=== RECORDS SHOWN ===
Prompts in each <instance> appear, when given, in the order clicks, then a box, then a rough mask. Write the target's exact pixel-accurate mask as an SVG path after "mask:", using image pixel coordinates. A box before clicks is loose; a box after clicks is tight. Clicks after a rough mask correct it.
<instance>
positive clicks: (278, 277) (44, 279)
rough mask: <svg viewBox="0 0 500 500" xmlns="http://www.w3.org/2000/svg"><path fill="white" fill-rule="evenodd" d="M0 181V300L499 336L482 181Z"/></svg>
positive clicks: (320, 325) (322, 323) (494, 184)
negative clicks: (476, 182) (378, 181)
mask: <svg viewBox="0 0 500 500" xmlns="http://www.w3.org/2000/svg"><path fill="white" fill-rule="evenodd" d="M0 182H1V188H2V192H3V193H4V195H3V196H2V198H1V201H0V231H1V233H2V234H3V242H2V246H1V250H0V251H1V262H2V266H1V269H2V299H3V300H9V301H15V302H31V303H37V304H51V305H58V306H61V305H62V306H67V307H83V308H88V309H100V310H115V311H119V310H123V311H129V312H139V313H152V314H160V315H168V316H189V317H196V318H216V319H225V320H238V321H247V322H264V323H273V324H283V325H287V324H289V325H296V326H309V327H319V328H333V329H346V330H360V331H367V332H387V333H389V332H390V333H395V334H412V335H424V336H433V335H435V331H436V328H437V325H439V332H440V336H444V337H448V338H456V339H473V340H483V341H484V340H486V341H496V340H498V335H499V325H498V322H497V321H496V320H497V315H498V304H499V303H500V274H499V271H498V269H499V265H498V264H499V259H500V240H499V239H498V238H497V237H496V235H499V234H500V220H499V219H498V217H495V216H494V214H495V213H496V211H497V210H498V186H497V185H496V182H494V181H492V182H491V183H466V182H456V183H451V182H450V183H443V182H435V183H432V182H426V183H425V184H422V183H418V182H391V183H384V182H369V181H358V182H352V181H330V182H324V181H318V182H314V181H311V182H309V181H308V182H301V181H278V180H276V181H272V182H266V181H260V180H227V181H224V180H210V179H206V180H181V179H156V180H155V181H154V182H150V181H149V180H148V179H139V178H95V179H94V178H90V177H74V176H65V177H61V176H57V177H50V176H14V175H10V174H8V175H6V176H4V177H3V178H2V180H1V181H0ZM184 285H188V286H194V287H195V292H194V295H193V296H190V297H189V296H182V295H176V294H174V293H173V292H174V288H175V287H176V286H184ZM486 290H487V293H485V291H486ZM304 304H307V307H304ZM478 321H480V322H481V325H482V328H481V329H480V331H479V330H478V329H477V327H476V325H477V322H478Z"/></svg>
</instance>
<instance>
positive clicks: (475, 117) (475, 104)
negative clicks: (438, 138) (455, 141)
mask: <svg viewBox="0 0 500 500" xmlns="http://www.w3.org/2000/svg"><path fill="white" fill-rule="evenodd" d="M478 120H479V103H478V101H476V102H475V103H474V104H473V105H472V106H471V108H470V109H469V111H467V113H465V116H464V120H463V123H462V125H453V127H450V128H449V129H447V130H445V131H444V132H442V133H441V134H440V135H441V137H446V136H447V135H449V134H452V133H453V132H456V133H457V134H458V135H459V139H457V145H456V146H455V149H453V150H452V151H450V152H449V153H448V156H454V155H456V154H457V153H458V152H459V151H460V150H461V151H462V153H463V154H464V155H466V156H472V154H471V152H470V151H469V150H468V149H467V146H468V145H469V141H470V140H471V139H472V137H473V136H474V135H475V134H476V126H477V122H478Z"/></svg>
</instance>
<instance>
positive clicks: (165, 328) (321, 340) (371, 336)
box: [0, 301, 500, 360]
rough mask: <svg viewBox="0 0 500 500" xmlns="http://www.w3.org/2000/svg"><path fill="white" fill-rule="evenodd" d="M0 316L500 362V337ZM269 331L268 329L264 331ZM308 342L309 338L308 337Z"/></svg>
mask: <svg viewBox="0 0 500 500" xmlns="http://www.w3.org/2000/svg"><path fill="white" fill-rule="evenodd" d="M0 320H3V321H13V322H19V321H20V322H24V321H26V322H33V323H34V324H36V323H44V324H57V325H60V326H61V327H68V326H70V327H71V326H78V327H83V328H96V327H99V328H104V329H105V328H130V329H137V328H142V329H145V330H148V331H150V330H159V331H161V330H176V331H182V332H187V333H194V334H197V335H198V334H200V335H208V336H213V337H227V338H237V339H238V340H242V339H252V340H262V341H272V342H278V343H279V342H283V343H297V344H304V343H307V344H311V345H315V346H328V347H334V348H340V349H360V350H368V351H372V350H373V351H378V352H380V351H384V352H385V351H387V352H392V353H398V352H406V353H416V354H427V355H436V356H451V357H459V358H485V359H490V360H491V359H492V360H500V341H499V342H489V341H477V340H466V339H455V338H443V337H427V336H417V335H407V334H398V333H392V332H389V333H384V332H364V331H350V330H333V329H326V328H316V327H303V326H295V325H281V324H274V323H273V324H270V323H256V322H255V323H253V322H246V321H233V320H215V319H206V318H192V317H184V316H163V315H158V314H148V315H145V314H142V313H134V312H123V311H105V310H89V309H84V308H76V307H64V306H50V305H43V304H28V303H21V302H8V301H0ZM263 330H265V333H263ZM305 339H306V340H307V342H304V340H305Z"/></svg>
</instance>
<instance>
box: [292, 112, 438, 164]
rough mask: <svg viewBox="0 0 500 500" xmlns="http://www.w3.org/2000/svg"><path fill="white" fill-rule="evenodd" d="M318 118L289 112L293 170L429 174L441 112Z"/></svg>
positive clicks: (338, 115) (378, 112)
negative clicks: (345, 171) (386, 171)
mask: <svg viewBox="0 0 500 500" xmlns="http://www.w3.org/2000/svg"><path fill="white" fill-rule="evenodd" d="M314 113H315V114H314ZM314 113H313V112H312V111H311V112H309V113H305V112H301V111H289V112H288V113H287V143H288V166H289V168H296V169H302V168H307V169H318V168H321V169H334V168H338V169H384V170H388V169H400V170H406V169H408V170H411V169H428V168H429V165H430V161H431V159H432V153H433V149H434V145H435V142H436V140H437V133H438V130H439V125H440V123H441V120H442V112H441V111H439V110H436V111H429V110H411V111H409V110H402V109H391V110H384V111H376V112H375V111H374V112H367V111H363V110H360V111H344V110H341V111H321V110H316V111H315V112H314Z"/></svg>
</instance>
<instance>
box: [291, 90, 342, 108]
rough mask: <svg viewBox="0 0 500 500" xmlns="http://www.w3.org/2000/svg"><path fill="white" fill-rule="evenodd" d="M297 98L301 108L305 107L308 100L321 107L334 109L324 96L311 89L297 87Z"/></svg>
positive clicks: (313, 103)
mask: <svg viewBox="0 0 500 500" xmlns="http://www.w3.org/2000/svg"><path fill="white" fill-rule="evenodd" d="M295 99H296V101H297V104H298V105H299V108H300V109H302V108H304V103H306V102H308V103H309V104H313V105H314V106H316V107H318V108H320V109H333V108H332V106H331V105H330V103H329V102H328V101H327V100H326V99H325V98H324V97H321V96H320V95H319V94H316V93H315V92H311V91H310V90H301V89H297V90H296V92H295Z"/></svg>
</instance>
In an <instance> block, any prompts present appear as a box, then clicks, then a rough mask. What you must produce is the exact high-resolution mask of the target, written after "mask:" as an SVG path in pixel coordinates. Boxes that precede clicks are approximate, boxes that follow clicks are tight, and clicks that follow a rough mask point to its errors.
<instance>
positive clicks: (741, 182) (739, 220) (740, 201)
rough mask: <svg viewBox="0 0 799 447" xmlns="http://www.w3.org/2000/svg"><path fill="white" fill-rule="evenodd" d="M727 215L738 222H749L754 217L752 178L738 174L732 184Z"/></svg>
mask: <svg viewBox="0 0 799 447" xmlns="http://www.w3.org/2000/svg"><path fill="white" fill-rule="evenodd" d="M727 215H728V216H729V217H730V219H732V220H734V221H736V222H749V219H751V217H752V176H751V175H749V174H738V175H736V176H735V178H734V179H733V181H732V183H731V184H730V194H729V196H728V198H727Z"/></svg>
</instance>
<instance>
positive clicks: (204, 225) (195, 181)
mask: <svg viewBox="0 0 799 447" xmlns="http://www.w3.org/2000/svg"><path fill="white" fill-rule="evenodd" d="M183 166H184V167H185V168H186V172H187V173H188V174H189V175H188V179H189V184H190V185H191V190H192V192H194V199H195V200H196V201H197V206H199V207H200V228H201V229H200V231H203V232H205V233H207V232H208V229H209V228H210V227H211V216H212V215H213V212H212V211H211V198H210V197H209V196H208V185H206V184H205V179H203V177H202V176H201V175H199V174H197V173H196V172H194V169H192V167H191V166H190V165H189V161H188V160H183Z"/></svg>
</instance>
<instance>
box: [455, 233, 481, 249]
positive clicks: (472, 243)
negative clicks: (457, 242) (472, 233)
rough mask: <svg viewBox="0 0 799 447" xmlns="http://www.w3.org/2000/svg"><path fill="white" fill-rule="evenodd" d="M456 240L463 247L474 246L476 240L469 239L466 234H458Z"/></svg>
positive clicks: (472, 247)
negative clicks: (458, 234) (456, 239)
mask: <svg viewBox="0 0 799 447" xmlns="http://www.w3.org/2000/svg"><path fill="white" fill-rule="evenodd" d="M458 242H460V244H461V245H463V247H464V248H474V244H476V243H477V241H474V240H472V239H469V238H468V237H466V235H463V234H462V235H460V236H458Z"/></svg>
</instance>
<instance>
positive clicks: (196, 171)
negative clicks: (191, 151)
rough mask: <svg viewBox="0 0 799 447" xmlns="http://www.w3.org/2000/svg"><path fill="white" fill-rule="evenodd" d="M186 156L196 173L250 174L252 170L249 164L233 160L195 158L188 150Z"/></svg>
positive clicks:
===
- _WORK ORDER_
Return, exactly as they stand, the lines from the start of the records above through the line with "positive clicks: (278, 277) (44, 279)", both ends included, and no other lines.

- _ANSWER SECTION_
Prompts in each <instance> appear, when given, in the order clicks, then a box, then a rough mask. Write the target's exact pixel-accurate mask as an SVG path after "mask:", using image pixel coordinates. A box before clicks is loose; a box after clicks is tight. Clicks after a rough mask correct it.
<instance>
positive clicks: (278, 277) (44, 279)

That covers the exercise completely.